Document extract Block Start
FLATOW: Mm-hmm. And what about the dog, Snuppy? Has that been backed up, or is that suspect now, too?

Dr. KENNEDY: I would think it is. The editors of Nature, which published that paper, have announced their intention to look back carefully into that, and, of course, we've done the same thing at Science to try to find out places where we might have been more thorough, might have been more questioning ourselves.

FLATOW: Mm-hmm. 'Cause I remember speaking about that. I remember when the paper was published and the way that this researcher became equivalent to a rock star in South Korea. The closest--we were talking about this just the other day. The closest I can remember in my lifetime to someone being that popular would have been Jonas Salk to somebody in the States.

Dr. KENNEDY: Well--and, of course, it's not insignificant that South Korea is an emerging scientific power with a population of people that take great pride in their own nation's achievements. And so he was a kind of folk hero, as you say.
Document extract Block End
Dataset records Block Start
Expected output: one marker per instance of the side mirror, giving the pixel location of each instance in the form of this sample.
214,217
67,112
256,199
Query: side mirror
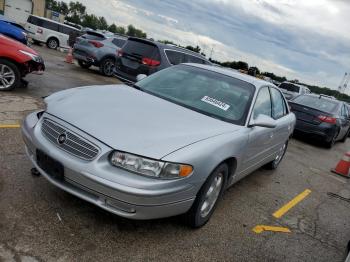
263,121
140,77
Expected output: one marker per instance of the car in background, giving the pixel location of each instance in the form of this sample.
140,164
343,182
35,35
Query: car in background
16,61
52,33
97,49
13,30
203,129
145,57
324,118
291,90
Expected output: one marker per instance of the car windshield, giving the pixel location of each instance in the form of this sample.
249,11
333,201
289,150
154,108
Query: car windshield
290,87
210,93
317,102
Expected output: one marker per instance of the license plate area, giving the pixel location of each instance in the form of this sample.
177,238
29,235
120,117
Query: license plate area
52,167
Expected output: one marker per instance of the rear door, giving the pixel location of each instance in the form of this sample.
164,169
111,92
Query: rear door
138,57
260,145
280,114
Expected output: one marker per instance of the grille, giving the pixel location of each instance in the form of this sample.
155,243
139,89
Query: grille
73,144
Dataset records Block End
Dataset records Block Start
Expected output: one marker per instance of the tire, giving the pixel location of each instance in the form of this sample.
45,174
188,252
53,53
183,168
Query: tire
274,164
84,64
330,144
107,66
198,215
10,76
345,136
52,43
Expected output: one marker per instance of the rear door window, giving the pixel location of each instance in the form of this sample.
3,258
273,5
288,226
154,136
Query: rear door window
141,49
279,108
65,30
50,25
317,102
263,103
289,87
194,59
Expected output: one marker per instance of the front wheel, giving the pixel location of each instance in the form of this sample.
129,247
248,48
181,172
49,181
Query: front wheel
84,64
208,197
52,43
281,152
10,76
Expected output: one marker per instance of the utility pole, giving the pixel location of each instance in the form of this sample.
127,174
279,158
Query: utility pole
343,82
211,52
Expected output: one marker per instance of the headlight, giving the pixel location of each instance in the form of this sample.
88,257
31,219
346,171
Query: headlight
Dataset records Block End
Dataset records Block Start
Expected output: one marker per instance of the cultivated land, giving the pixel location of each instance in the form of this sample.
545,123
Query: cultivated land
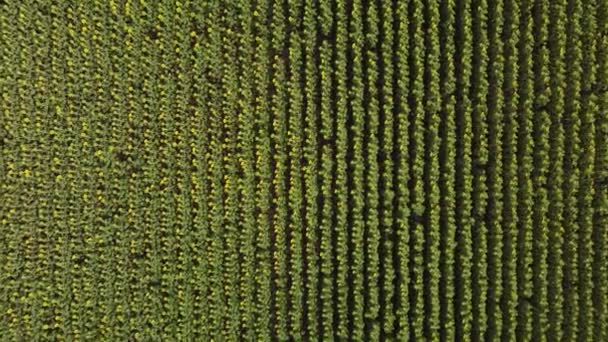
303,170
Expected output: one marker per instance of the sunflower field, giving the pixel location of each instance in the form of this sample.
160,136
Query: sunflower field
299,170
Dataset records Block End
Apply what you read:
[A] Copy everything in the interview transcript from "Dr. KENNEDY: I" down to "more questioning ourselves.".
[B] Answer these questions from the interview transcript:
(i) Which journal published the paper about the dog Snuppy?
(ii) Whom does Flatow name as the closest example he can remember of someone in the States being as popular as the researcher?
(iii) How does Kennedy describe South Korea's place in science?
[C] According to Kennedy in the interview transcript, why did the researcher become a kind of folk hero in South Korea?
These saved entries were taken from a different source than the interview transcript.

Solutions in order:
[A]
Dr. KENNEDY: I would think it is. The editors of Nature, which published that paper, have announced their intention to look back carefully into that, and, of course, we've done the same thing at Science to try to find out places where we might have been more thorough, might have been more questioning ourselves.

[B]
(i) Nature.
(ii) Jonas Salk.
(iii) As an emerging scientific power.

[C] South Korea is an emerging scientific power, and its people take great pride in their own nation's achievements.